**THE PROBLEM**
Format every line of the listing below as a numbered list, leaving out any blank lines.

**RAW RECORDS**
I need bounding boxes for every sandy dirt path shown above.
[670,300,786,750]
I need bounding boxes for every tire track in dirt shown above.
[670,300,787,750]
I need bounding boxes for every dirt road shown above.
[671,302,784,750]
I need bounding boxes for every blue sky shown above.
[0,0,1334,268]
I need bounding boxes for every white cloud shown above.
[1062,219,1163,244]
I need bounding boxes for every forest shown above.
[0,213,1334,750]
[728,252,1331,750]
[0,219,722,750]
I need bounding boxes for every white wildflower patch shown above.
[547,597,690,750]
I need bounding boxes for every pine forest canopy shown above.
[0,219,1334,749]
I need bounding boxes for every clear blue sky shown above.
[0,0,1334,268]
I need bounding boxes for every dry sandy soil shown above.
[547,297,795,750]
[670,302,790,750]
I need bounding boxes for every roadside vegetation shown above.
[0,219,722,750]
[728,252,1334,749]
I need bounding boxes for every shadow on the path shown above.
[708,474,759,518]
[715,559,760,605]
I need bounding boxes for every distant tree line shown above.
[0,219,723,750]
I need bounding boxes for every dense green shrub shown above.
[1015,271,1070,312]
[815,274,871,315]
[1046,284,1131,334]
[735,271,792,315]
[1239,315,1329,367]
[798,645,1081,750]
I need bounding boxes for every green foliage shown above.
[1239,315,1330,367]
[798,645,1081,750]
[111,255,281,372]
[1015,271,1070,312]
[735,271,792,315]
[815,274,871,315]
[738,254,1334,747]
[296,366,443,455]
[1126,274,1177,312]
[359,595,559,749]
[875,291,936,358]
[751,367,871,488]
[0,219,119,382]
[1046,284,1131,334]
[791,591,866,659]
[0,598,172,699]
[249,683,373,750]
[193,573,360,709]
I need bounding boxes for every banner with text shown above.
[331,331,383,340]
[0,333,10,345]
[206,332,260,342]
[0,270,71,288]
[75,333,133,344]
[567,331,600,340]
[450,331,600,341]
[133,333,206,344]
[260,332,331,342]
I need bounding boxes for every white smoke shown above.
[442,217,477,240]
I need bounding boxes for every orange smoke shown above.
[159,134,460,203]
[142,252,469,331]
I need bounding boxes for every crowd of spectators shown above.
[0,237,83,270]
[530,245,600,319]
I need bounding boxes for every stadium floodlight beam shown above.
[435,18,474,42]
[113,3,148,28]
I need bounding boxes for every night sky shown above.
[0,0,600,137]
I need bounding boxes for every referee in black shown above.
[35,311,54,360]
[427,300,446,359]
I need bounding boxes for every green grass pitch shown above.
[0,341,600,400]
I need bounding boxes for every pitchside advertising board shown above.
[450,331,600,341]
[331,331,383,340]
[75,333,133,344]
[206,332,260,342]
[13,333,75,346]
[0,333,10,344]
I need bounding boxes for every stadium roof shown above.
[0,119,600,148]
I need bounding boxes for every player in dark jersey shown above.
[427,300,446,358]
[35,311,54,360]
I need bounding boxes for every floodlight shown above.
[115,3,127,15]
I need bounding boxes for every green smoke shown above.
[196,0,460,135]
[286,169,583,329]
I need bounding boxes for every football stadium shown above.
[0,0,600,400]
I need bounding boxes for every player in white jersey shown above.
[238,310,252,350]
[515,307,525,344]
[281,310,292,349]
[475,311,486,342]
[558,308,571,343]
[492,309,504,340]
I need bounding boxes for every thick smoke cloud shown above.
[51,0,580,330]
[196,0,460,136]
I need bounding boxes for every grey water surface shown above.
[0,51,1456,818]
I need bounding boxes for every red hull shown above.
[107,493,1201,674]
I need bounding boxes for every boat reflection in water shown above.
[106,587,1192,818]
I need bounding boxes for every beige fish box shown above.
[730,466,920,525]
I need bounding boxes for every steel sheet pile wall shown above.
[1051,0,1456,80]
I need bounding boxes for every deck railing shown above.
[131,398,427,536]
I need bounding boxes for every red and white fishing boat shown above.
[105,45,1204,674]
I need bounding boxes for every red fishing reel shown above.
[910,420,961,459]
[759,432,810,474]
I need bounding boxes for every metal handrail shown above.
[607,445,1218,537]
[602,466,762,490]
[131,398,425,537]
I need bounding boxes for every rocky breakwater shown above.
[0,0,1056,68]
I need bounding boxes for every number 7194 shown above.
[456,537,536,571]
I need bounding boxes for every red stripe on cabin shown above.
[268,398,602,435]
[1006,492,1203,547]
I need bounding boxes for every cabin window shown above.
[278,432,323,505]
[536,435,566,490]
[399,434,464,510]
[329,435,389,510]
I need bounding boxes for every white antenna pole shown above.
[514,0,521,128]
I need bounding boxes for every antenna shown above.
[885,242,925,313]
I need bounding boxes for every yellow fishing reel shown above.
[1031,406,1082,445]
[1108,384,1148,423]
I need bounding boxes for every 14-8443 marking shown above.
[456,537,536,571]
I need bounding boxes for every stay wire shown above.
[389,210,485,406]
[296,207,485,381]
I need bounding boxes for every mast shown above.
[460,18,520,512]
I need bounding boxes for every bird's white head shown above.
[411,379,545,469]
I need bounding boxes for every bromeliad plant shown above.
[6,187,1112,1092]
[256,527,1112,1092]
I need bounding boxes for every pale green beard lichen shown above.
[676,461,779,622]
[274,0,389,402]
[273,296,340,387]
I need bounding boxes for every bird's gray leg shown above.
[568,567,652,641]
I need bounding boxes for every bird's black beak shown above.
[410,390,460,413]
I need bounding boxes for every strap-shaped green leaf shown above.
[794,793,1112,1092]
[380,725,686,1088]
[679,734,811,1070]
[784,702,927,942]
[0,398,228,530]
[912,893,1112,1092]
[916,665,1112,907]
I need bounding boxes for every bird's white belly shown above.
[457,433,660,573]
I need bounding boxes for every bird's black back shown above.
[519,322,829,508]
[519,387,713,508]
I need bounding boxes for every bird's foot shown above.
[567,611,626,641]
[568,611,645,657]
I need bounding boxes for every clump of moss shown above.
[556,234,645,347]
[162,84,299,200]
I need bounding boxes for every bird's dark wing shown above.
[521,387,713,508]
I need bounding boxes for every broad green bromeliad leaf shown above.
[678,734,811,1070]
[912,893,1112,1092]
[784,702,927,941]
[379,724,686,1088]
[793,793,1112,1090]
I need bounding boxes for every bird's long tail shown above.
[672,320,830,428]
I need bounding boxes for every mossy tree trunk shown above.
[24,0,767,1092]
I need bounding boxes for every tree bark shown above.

**OUTPUT OF THE TASK**
1. I need bounding boxes for every sandy dirt path shown above.
2. [670,300,786,750]
3. I need bounding boxes for every tire track in dirt shown above.
4. [670,300,787,750]
5. I need bounding boxes for every dirt road shown above.
6. [671,302,784,750]
7. I need bounding boxes for every blue sky shown above.
8. [0,0,1334,268]
9. I need bounding boxes for every white cloud shown above.
10. [1062,219,1163,244]
11. I need bounding boxes for every forest shown above.
12. [0,213,1334,750]
13. [728,252,1331,750]
14. [0,219,722,750]
15. I need bounding boxes for every white wildflower patch shown above.
16. [547,597,690,750]
17. I need bounding boxes for every pine forest canopy shown above.
18. [0,219,1334,749]
19. I need bounding boxes for every clear blue sky shown above.
20. [0,0,1334,268]
21. I need bounding boxes for every dry sandy soil shown above.
22. [547,297,795,750]
23. [670,302,790,750]
24. I need bounding boxes for every roadside vegetation shown above.
25. [0,219,722,750]
26. [728,252,1334,749]
27. I need bounding boxes for every shadow on the path shown above.
28. [708,474,759,518]
29. [715,559,760,605]
30. I need bounding boxes for every distant tree line shown above.
31. [0,219,723,750]
32. I need bounding boxes for every dense green shrub shown above.
33. [1015,271,1070,312]
34. [815,274,871,315]
35. [1046,284,1131,334]
36. [735,271,792,315]
37. [1239,315,1329,367]
38. [798,645,1081,750]
39. I need bounding boxes for every green foliage shown above.
40. [1239,315,1330,367]
41. [798,645,1081,750]
42. [111,255,281,372]
43. [1015,271,1070,312]
44. [735,271,792,315]
45. [815,274,871,315]
46. [738,254,1334,747]
47. [296,366,443,455]
48. [1126,274,1177,312]
49. [359,595,559,749]
50. [875,291,936,358]
51. [751,367,871,488]
52. [0,219,119,382]
53. [1046,284,1131,334]
54. [791,591,866,659]
55. [0,598,172,699]
56. [249,683,373,750]
57. [193,573,360,709]
58. I need bounding boxes for every banner with text shown above.
59. [331,331,383,340]
60. [0,333,10,345]
61. [206,332,260,342]
62. [0,270,71,288]
63. [75,333,133,344]
64. [567,331,600,340]
65. [450,331,600,341]
66. [133,333,206,344]
67. [260,332,331,342]
68. I need bounding boxes for every white smoke shown above.
69. [442,217,477,240]
70. I need bounding boxes for every orange smoke shown above.
71. [159,134,460,203]
72. [142,252,469,331]
73. I need bounding boxes for every crowd of spectators shown above.
74. [0,237,83,270]
75. [530,245,600,319]
76. I need bounding boxes for every stadium floodlight beam shown above.
77. [435,18,474,42]
78. [113,3,148,28]
79. I need bounding boxes for every night sky shown above.
80. [0,0,600,137]
81. I need bounding boxes for every referee in black shown above.
82. [35,311,54,360]
83. [427,300,446,359]
84. I need bounding boxes for every green grass pitch shown above.
85. [0,341,600,400]
86. I need bounding boxes for every pitchside advertising board shown above.
87. [450,331,600,341]
88. [331,331,383,340]
89. [75,333,133,344]
90. [206,332,260,342]
91. [13,333,75,346]
92. [0,333,10,344]
93. I need bounding boxes for every stadium roof shown above.
94. [0,119,600,148]
95. I need bounding boxes for every player in dark jersey shown above.
96. [427,300,446,358]
97. [35,311,54,360]
98. I need bounding boxes for every floodlight shown above.
99. [115,3,127,15]
100. I need bounding boxes for every green smoke shown above.
101. [196,0,460,135]
102. [286,169,583,329]
103. I need bounding boxes for every football stadium shown above.
104. [0,0,600,400]
105. I need bounding boxes for every player in white jersey shown above.
106. [238,310,252,350]
107. [515,307,525,344]
108. [281,310,292,349]
109. [475,311,486,342]
110. [558,308,571,343]
111. [492,309,504,340]
112. I need bounding boxes for every thick smoke cloud shown above.
113. [51,0,580,330]
114. [196,0,460,136]
115. I need bounding boxes for every grey water surface shown above.
116. [0,51,1456,818]
117. I need bounding boxes for every red hull shown above.
118. [107,493,1201,674]
119. I need bounding boxes for every boat reflection in water shown above.
120. [106,587,1192,818]
121. I need bounding boxes for every beige fish box shown above.
122. [730,466,920,525]
123. I need bounding boxes for every steel sheet pile wall shown above.
124. [1051,0,1456,80]
125. I need bounding boxes for every deck railing shown above.
126. [131,398,427,536]
127. I need bounding boxes for every red and white fishing boat shown above.
128. [105,45,1204,674]
129. I need bounding boxes for every red fishing reel shown above.
130. [910,420,961,459]
131. [759,432,810,474]
132. I need bounding boxes for every metal handrail shown above.
133. [607,445,1218,537]
134. [602,466,762,490]
135. [131,398,425,537]
136. I need bounding boxes for every rocky breakwater shown above.
137. [0,0,1056,68]
138. I need bounding boxes for every number 7194 shown above.
139. [456,537,536,571]
140. I need bounding boxes for every red stripe on cabin shown above.
141. [268,398,602,435]
142. [1006,492,1203,547]
143. I need bounding boxes for every cabin window shown above.
144. [278,432,323,505]
145. [536,435,566,490]
146. [399,434,464,510]
147. [329,435,389,510]
148. I need bounding boxes for every white antenna pole shown above.
149. [514,0,521,128]
150. I need bounding boxes for every antenna shown above.
151. [885,242,925,313]
152. I need bounding boxes for every yellow fishing reel shown above.
153. [1031,406,1082,445]
154. [1108,384,1148,423]
155. I need bounding boxes for every 14-8443 marking shown above.
156. [456,537,536,571]
157. I need bounding boxes for every stay wire shown above.
158. [389,210,485,406]
159. [296,207,485,381]
160. I need bounding boxes for every mast shown above.
161. [460,18,520,512]
162. I need bounding boxes for every bird's white head shown above.
163. [411,379,545,469]
164. I need bounding boxes for every bromeliad plant shown above.
165. [6,187,1112,1092]
166. [256,527,1112,1092]
167. I need bounding boxes for every pale green beard lichen shown above.
168. [676,461,779,622]
169. [274,0,389,402]
170. [273,296,340,387]
171. I need bounding boxes for every bird's gray leg shown above.
172. [568,567,652,641]
173. I need bounding boxes for every bird's black beak shown above.
174. [410,390,460,413]
175. I need bounding boxes for every strap-shaped green leaf shown above.
176. [794,793,1112,1092]
177. [380,725,686,1088]
178. [679,734,811,1070]
179. [784,702,927,942]
180. [0,398,228,530]
181. [912,893,1112,1092]
182. [916,665,1112,907]
183. I need bounding boxes for every bird's white belly shown above.
184. [457,433,660,573]
185. I need bounding boxes for every bird's black back shown above.
186. [519,322,829,508]
187. [519,387,713,508]
188. I need bounding boxes for every bird's foot shown above.
189. [567,611,626,641]
190. [568,611,645,657]
191. I need bounding boxes for every clump of moss shown above.
192. [556,234,645,347]
193. [162,84,299,200]
194. I need bounding boxes for every bird's dark wing shown above.
195. [521,387,713,508]
196. I need bounding boxes for every broad green bromeliad leaf shown above.
197. [678,734,811,1070]
198. [912,893,1112,1092]
199. [784,702,927,941]
200. [379,724,686,1088]
201. [793,793,1112,1090]
202. I need bounding boxes for every bird's long tail shown above.
203. [672,320,830,428]
204. I need bounding boxes for every mossy tree trunk shown above.
205. [24,0,767,1092]
206. I need bounding boxes for every tree bark shown above.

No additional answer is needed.